• [TEXT BLOCK]
>>>>>
Khalid Alshaghdali, Munazzah Tasleem, Talal Alharazi, Tolgahan Acar, Gamal Mohamed Elawad Ahmed, Emad Abboh, Kamal Yassin, Amre Nasr, Mohd Saeed*, Dharmendra Kumar Yadav and Amir Saeed Pages 1 - 25 ( 25 )
Introduction: Aldose reductase-2 (ALR2) is a key enzyme in the polyol pathway whose overexpression is implicated in several diabetic complications, including neuropathy, nephropathy, retinopathy, and atherosclerotic plaque formation. Under hyperglycemic conditions, the intracellular accumulation of sorbitol and the depletion of NADPH lead to osmotic imbalance and oxidative stress, driven by the formation of reactive oxygen species and advanced glycation end products. Although various ALR2 inhibitors have been developed, their clinical application has been hampered by nonselective inhibition of both ALR2 and the homologous enzyme ALR1.
Method: In this study, we employed a comprehensive in silico approach to evaluate the inhibitory potential of natural compounds from Cynomorium songaricum against ALR2. Our workflow integrated with ADMET, molecular docking with scoring function and glide XP, molecular dynamics (MD) simulations, PCA, FEL, and MM/GBSA. Through this analysis, four natural compounds of C. songaricum (Compound Name: p-Coumaric acid, Vanillic acid, 4-Oxoniobenzoate, and Phloroglucinol) displayed significant bonds formation including hydrogen and hydrophobic bonds with the target protein.
Results: These bonds exhibited the ligand stability. Further, the MD simulation analysis, followed by postsimulation analysis, verified the dynamic stability of these four natural compounds and compared them with the native ligand of the target protein. These natural compounds exhibit particularly stable binding within the ALR2 selectivity pocket, demonstrating an inhibitory effect over ALR1 when compared with the reference inhibitor, Epalrestat.
Conclusion: These promising in silico findings suggest that CID: 8468 and CID: 135 merit further evaluation through in vitro, in vivo, and clinical studies as potential selective inhibitors for the treatment of diabetic complications.
Aldose reductase-2, selectivity binding pocket, scoring functions, molecular docking, molecular dynamics simulation, diabetes.
<<<<<
• [QUESTIONS]
a. Reproduce the aldose reductase abstract word for word from "Khalid Alshaghdali, Munazzah" to "1 - 25 ( 25 )".
b. In the aldose reductase abstract, which reference inhibitor were the natural compounds compared with?

• [GIVEN INFORMATION]
>>>>>
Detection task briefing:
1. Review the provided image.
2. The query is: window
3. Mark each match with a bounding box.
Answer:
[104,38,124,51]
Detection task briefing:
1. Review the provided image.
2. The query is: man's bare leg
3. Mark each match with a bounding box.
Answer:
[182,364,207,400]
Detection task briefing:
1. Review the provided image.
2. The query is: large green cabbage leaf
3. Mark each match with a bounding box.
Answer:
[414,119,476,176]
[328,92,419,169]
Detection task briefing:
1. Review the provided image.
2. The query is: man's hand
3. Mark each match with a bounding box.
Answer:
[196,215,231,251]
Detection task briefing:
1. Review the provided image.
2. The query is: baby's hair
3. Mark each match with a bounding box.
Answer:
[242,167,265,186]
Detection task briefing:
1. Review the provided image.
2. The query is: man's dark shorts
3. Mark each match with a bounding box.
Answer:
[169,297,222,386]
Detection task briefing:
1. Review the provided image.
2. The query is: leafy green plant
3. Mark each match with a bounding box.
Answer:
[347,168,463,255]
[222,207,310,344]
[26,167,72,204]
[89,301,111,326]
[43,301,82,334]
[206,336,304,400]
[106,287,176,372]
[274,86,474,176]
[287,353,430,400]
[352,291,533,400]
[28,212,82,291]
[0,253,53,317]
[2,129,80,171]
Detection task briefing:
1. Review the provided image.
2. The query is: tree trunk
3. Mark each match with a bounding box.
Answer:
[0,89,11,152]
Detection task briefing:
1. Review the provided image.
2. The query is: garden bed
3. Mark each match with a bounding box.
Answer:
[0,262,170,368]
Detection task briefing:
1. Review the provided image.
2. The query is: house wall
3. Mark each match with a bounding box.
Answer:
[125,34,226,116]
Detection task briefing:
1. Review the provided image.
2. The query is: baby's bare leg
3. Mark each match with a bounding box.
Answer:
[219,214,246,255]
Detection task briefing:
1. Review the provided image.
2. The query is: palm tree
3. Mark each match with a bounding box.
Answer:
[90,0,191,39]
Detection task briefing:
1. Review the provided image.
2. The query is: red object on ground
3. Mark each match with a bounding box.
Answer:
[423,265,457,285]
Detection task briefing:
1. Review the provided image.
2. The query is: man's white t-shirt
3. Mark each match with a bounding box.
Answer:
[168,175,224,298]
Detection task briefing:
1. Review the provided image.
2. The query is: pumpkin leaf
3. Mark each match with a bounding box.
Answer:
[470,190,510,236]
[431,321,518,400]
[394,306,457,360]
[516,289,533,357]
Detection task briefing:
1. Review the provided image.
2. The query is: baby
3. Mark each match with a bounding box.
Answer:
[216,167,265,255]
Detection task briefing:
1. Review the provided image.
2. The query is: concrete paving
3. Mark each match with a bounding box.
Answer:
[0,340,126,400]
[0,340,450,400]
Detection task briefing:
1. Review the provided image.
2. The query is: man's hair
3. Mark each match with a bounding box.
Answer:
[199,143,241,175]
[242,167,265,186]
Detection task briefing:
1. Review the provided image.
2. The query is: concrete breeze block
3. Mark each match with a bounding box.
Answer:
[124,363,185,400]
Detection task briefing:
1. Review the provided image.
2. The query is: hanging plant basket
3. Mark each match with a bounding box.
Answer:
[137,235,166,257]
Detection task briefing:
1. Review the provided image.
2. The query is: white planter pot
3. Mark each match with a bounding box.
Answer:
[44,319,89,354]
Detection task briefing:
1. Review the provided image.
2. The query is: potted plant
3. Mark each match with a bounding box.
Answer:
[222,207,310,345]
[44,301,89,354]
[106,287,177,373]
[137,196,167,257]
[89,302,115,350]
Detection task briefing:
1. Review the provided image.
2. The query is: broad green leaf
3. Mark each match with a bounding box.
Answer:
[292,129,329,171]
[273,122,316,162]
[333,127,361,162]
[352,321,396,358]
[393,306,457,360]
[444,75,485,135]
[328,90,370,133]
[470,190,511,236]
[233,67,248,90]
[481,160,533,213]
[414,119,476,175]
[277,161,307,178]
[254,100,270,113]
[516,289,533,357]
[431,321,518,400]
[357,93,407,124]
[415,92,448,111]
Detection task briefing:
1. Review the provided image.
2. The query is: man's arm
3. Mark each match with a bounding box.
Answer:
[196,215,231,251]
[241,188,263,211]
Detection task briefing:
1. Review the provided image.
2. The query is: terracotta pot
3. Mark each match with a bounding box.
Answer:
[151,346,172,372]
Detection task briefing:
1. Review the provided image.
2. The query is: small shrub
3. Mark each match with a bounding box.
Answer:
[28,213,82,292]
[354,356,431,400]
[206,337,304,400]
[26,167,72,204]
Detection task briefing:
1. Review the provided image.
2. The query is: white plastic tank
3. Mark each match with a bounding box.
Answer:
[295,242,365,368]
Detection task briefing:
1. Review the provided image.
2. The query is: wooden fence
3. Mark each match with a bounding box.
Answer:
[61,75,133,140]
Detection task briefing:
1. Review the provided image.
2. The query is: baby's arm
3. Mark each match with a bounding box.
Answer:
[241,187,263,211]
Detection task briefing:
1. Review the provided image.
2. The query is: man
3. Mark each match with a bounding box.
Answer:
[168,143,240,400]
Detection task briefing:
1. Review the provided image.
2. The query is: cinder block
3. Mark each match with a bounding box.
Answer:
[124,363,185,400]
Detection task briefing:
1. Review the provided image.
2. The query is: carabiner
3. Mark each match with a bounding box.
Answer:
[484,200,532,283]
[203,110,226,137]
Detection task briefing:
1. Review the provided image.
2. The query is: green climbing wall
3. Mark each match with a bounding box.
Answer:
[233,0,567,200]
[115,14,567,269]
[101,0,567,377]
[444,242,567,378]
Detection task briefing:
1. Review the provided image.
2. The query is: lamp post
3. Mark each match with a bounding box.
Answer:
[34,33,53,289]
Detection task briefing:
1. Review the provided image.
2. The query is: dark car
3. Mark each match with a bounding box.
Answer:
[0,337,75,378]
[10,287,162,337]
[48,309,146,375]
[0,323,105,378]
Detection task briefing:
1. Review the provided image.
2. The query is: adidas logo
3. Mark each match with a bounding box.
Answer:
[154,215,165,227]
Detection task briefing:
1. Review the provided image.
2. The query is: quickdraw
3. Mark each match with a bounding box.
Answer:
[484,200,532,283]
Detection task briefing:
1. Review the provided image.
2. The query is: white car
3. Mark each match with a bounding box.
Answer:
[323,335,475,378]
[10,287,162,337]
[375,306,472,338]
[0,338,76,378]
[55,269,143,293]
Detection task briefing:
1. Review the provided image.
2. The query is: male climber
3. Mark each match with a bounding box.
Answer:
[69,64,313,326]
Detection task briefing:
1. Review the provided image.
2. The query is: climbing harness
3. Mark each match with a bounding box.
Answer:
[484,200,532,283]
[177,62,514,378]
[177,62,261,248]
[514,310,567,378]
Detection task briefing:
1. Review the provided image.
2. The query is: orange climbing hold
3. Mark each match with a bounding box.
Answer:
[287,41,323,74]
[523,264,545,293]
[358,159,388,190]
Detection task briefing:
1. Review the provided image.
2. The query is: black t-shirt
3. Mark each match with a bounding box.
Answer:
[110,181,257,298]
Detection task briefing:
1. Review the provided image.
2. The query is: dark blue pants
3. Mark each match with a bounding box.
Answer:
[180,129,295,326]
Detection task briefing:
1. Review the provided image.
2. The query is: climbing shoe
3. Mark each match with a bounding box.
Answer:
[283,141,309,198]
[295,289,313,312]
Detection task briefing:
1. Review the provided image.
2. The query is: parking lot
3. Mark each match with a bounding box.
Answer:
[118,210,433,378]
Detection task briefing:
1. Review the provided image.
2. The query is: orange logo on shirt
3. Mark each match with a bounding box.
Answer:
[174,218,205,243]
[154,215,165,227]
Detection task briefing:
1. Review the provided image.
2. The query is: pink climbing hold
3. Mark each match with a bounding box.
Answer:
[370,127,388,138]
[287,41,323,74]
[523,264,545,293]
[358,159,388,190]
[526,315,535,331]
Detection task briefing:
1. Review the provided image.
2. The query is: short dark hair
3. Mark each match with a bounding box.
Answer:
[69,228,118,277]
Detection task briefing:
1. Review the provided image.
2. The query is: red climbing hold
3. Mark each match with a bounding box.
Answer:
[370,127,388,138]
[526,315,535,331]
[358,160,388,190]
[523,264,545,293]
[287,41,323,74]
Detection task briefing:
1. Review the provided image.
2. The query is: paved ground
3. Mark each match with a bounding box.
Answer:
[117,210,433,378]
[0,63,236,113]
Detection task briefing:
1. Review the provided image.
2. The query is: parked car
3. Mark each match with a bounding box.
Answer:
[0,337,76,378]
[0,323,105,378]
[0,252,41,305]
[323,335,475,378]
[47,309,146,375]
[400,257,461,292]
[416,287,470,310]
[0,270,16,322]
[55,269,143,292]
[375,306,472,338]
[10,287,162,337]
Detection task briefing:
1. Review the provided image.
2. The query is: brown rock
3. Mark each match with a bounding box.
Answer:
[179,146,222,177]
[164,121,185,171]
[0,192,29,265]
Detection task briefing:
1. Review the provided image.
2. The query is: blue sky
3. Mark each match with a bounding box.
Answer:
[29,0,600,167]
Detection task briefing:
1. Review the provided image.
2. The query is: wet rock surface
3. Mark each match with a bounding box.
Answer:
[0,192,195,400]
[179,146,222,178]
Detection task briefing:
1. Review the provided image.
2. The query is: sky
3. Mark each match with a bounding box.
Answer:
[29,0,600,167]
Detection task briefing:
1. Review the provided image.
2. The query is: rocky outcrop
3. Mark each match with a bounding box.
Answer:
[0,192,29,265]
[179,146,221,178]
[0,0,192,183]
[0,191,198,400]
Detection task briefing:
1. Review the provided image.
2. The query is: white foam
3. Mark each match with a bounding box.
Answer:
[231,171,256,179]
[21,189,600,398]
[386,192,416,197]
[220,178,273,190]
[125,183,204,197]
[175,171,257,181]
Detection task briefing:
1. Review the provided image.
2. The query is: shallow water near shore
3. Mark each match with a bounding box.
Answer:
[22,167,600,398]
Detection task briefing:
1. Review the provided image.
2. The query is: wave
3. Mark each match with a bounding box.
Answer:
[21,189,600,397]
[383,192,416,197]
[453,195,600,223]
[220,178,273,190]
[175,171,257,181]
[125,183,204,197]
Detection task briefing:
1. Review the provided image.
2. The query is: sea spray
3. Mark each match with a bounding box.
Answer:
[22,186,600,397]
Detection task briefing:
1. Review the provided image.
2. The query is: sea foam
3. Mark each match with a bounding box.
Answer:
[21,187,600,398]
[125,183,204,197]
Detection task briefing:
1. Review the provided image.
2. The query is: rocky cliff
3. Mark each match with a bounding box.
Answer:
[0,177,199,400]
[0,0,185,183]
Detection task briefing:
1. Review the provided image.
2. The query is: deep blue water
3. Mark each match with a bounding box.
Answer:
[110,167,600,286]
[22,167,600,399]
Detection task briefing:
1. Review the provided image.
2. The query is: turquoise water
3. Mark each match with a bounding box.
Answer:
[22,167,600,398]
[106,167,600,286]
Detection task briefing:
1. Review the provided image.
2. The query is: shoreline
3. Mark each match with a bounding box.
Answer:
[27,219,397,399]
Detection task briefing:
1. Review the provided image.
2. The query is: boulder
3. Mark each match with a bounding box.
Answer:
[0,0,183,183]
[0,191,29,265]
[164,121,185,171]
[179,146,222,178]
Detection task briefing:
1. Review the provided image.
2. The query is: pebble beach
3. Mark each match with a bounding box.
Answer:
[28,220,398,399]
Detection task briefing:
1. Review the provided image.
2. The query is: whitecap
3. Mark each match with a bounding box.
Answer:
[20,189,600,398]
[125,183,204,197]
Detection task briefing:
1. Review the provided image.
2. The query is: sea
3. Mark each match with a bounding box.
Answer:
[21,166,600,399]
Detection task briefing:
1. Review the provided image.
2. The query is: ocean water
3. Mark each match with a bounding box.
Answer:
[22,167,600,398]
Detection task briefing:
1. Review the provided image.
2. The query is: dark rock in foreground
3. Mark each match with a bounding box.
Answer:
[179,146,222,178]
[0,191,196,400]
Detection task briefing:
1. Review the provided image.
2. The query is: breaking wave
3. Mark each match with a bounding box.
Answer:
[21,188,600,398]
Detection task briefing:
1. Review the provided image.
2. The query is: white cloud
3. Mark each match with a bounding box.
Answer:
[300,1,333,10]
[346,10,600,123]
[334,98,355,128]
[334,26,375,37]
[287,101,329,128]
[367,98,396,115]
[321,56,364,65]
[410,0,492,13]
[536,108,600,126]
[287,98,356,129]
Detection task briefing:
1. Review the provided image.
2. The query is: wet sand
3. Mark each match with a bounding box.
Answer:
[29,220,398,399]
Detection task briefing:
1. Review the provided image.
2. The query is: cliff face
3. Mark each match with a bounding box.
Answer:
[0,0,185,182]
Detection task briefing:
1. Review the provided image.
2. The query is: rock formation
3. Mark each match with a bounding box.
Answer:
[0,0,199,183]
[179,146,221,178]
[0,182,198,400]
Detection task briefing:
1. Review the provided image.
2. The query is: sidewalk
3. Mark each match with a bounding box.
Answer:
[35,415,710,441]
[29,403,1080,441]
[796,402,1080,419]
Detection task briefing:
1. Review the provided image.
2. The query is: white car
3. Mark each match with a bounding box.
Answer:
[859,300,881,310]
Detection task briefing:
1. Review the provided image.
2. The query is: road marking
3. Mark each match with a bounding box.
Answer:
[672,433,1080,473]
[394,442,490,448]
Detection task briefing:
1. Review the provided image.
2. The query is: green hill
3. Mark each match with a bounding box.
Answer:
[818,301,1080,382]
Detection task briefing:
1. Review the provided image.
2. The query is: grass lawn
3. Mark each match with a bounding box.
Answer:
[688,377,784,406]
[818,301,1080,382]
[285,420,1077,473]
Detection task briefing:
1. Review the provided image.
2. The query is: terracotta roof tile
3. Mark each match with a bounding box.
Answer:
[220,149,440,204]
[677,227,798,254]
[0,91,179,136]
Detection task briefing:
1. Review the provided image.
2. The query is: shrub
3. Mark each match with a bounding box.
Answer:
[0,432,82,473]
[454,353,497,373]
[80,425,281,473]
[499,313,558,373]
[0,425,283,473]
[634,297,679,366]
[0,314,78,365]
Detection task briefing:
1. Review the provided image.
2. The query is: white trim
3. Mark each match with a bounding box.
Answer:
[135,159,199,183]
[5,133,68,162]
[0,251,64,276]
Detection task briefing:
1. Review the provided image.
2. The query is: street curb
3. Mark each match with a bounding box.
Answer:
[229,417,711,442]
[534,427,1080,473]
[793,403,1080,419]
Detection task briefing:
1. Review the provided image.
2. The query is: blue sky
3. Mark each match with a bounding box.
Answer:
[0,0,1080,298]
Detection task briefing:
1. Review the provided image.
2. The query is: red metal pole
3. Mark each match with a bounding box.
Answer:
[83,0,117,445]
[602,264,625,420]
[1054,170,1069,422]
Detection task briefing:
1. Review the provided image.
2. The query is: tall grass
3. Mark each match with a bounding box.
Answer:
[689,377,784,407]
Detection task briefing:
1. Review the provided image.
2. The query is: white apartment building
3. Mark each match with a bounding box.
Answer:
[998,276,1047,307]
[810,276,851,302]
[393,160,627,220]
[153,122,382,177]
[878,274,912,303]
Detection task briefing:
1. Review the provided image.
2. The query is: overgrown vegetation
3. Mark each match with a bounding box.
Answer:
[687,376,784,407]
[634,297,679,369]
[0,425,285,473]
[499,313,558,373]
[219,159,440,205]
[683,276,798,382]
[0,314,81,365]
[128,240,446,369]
<<<<<
• [ACTIVITY ANSWERS]
a.
Khalid Alshaghdali, Munazzah Tasleem, Talal Alharazi, Tolgahan Acar, Gamal Mohamed Elawad Ahmed, Emad Abboh, Kamal Yassin, Amre Nasr, Mohd Saeed*, Dharmendra Kumar Yadav and Amir Saeed Pages 1 - 25 ( 25 )

b. Epalrestat